Top of EXERCISE MATERIALS

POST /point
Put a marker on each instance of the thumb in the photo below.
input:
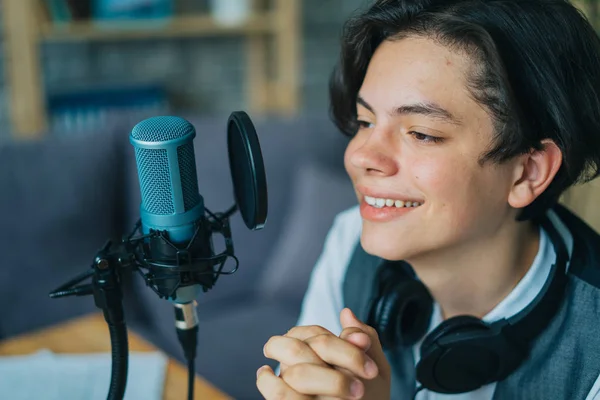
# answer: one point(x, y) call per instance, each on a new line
point(349, 320)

Bottom of EXERCISE MATERIALS

WORK ORDER: Write the entries above out again exactly, but not the pictures.

YOUR SOLUTION:
POST /point
Put a marker on each instance of the thumb in the photo below.
input:
# answer: one point(x, y) call per instance, each on a new line
point(349, 320)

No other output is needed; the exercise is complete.